**What is being asked**. Write out each entry, exactly the way it appears.

**Working data**.
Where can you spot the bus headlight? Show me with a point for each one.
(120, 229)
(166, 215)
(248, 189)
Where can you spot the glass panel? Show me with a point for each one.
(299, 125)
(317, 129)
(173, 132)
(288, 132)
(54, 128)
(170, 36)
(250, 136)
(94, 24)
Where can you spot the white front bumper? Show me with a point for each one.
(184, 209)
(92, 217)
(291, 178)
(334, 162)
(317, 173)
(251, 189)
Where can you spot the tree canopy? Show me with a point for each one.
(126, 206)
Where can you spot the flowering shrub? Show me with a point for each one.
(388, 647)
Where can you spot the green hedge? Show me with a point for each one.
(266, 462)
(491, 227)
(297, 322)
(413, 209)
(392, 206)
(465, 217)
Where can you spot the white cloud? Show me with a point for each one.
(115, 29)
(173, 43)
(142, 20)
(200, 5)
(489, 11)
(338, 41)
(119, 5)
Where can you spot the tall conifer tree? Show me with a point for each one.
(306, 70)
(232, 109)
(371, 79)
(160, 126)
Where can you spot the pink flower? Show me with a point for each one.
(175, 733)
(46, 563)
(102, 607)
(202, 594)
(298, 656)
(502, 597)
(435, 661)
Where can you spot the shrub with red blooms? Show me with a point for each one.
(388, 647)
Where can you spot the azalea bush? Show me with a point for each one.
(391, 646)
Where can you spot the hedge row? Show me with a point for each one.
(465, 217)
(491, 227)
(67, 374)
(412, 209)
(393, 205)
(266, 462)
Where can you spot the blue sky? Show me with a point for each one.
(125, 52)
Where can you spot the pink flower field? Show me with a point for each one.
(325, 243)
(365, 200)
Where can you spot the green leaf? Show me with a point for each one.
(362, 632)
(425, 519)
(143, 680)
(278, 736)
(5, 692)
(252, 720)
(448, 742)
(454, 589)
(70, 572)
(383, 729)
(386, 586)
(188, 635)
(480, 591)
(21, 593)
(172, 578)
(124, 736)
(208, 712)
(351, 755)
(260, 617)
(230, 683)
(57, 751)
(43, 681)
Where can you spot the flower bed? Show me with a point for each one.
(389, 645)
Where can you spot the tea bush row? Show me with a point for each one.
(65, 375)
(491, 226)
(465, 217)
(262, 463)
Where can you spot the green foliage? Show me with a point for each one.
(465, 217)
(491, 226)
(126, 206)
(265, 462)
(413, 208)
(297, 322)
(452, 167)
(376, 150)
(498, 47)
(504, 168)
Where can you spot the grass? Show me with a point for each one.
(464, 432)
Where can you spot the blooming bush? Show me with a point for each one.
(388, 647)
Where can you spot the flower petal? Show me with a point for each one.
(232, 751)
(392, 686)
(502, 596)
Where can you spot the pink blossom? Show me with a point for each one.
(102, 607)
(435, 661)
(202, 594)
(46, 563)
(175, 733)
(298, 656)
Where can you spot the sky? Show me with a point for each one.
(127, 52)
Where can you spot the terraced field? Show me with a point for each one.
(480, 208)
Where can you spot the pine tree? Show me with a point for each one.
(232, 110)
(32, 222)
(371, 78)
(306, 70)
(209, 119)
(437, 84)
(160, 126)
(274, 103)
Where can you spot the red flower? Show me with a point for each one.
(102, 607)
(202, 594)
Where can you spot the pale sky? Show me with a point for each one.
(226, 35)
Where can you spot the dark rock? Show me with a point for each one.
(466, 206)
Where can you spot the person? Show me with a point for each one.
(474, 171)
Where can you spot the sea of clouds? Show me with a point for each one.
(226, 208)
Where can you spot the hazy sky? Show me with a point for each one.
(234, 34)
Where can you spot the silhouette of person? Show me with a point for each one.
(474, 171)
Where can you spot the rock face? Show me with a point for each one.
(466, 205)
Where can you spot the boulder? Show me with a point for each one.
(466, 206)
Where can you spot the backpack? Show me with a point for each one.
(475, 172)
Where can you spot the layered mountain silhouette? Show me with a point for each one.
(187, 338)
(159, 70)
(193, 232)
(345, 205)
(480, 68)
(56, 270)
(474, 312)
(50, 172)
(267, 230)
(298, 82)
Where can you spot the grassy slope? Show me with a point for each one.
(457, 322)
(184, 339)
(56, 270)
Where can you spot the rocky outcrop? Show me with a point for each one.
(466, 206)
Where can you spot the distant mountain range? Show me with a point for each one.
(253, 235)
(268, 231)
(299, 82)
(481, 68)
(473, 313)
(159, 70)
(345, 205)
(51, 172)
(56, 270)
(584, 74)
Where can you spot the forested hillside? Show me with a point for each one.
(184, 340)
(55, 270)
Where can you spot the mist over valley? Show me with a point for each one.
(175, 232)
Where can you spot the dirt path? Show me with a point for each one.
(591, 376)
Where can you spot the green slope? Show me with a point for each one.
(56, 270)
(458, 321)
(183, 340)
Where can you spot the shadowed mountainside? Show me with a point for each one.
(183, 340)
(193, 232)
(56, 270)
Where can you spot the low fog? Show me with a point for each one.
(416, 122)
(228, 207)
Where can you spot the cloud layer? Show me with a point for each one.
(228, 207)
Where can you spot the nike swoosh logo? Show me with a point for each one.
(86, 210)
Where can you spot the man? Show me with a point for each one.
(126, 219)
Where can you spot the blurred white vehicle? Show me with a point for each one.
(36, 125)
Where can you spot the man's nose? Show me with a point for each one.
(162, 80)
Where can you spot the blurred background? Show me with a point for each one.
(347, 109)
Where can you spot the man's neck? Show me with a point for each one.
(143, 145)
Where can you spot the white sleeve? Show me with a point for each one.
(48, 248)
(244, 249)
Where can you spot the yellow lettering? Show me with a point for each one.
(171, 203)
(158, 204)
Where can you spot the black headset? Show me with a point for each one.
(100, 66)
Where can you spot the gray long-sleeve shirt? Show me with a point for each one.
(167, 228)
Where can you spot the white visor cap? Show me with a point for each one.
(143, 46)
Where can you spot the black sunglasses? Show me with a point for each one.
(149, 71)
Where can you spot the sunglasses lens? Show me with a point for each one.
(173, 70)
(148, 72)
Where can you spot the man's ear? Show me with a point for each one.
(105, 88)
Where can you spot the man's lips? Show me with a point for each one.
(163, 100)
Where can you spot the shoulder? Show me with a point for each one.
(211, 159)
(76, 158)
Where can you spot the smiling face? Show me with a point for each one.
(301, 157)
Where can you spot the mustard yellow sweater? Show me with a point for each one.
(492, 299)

**Result below**.
Where can you spot the bus headlight? Show me with a point for each one.
(120, 229)
(166, 215)
(248, 189)
Where can you spot the glass panel? Show me with a point for each one.
(299, 125)
(317, 129)
(173, 132)
(288, 132)
(54, 128)
(170, 36)
(250, 136)
(94, 24)
Where can you spot the white front bumper? Show me with a point for each one.
(184, 209)
(92, 217)
(291, 178)
(334, 162)
(317, 173)
(251, 189)
Where can you spot the tree canopy? Show me with a point for each one.
(126, 206)
Where can you spot the flowering shrub? Show me with a point for each one.
(388, 647)
Where can you spot the green hedge? Show me with a point for each one.
(266, 462)
(491, 227)
(297, 322)
(413, 209)
(392, 206)
(465, 217)
Where can you spot the white cloud? Show me with a point for each one.
(115, 29)
(173, 43)
(142, 20)
(200, 5)
(489, 11)
(338, 41)
(119, 5)
Where can you spot the tall conifer tree? Show me with a point for each one.
(306, 70)
(232, 109)
(371, 79)
(160, 126)
Where can you spot the pink flower? Show me with a point for each one.
(175, 733)
(46, 563)
(102, 607)
(202, 594)
(298, 656)
(502, 597)
(435, 661)
Where can you spot the shrub with red blooms? Show me with a point for each one.
(388, 647)
Where can you spot the azalea bush? Show me with a point for each one.
(391, 646)
Where can you spot the hedge row? Show me with a point for each one.
(465, 217)
(491, 227)
(67, 374)
(412, 209)
(393, 205)
(266, 462)
Where can you spot the blue sky? Show me with a point for each one.
(125, 52)
Where can you spot the pink flower field? Show me with a point for each one.
(325, 243)
(365, 200)
Where can you spot the green leaf? Show me with a point for each one.
(362, 632)
(425, 519)
(143, 680)
(278, 736)
(5, 692)
(252, 720)
(448, 742)
(454, 589)
(70, 572)
(383, 729)
(386, 586)
(188, 635)
(480, 591)
(21, 593)
(172, 578)
(124, 736)
(208, 712)
(351, 755)
(260, 617)
(230, 683)
(57, 751)
(43, 681)
Where can you spot the flower bed? Show me with a point for each one.
(389, 645)
Where can you spot the tea bush row? Show me with a point for each one.
(65, 375)
(491, 226)
(465, 217)
(262, 463)
Where can you spot the green foliage? Show me with a point for each one.
(465, 217)
(491, 226)
(126, 206)
(265, 462)
(413, 208)
(297, 322)
(452, 167)
(376, 150)
(498, 47)
(504, 168)
Where can you spot the grass? Show me with a point for each one.
(464, 432)
Where can you spot the blooming bush? Show me with a point for each one.
(388, 647)
Where can you spot the flower petal? Show me with a point for each one.
(232, 751)
(392, 686)
(502, 596)
Where can you spot the pink blossom? Show me with a point for each one.
(102, 607)
(435, 661)
(202, 594)
(46, 563)
(175, 733)
(298, 656)
Where can you spot the sky? Show me with a point for each one.
(127, 52)
Where can you spot the terraced field? Show me with a point for each one.
(480, 208)
Where can you spot the pine tree? Show me with a point for each one.
(232, 110)
(32, 222)
(371, 78)
(306, 70)
(209, 119)
(437, 84)
(160, 126)
(274, 103)
Where can you spot the red flower? Show me with a point for each one.
(102, 607)
(202, 594)
Where can you spot the pale sky? Show me with a point for each one.
(226, 35)
Where can you spot the dark rock? Show me with a point for each one.
(466, 206)
Where can you spot the person? Show me with a point for each one.
(474, 171)
Where can you spot the sea of clouds? Show me with a point for each one.
(226, 208)
Where can you spot the hazy sky? Show me with a point for each one.
(234, 34)
Where can you spot the silhouette of person? Show me with a point for each one.
(474, 171)
Where can you spot the rock face? Show me with a point for each one.
(466, 205)
Where can you spot the boulder? Show me with a point for each one.
(466, 206)
Where can you spot the backpack? Show me with a point for each one.
(475, 172)
Where can you spot the layered mountain silhouette? Show me with a point for each one.
(187, 338)
(159, 70)
(193, 232)
(345, 205)
(480, 68)
(56, 270)
(474, 312)
(50, 172)
(267, 230)
(298, 82)
Where can you spot the grassy slope? Show me with a point for each one.
(457, 322)
(184, 339)
(56, 270)
Where can you spot the rocky outcrop? Show me with a point for each one.
(466, 206)
Where can you spot the distant mountain range? Show me with a point for each one.
(253, 235)
(268, 231)
(299, 82)
(481, 68)
(473, 313)
(159, 70)
(345, 205)
(51, 172)
(56, 270)
(584, 74)
Where can you spot the forested hillside? Show me with a point for each one.
(184, 340)
(55, 270)
Where can you spot the mist over valley? Show me with a point for each one.
(175, 232)
Where can you spot the dirt path? Show me with a point for each one.
(591, 376)
Where can you spot the green slope? Show me with a point for each one.
(56, 270)
(458, 321)
(183, 340)
Where can you spot the shadowed mountainside? Show me with a point for each one.
(183, 340)
(193, 232)
(56, 270)
Where can you spot the low fog? Show me with a point for each one.
(416, 122)
(228, 207)
Where can you spot the cloud layer? Show me with a point for each one.
(228, 207)
Where can you spot the nike swoosh logo? Show me with a point for each one.
(86, 210)
Where can you spot the man? Show me with a point for each one.
(126, 219)
Where can you spot the blurred white vehicle? Show me with a point for each one.
(36, 125)
Where can you spot the man's nose? Show me with a point for each one.
(162, 80)
Where can you spot the blurred background? Show me with a point for each one.
(347, 109)
Where can you spot the man's neck? Show me with a point for each one.
(143, 145)
Where can you spot the white sleeve? Show me with a point for each one.
(48, 248)
(244, 249)
Where can you spot the yellow lettering? Show me with a point for each one.
(171, 203)
(158, 204)
Where can you spot the black headset? Show me with a point for each one.
(100, 66)
Where can you spot the gray long-sleeve shirt? Show me with a point for each one.
(167, 228)
Where can you spot the white visor cap? Show me with a point for each one.
(143, 46)
Where can you spot the black sunglasses? Show me with a point for each one.
(149, 71)
Where can you spot the sunglasses lens? Show me with a point for each one.
(173, 70)
(148, 72)
Where can you spot the man's ear? Show me with a point for each one.
(105, 88)
Where can you spot the man's lips? Show me with a point for each one.
(163, 100)
Where can you spot the shoulder? Show me with a point for each one.
(211, 159)
(76, 158)
Where can you spot the smiling face? Show me with a point for each one.
(301, 157)
Where can you spot the mustard yellow sweater? Show me with a point for each one.
(492, 299)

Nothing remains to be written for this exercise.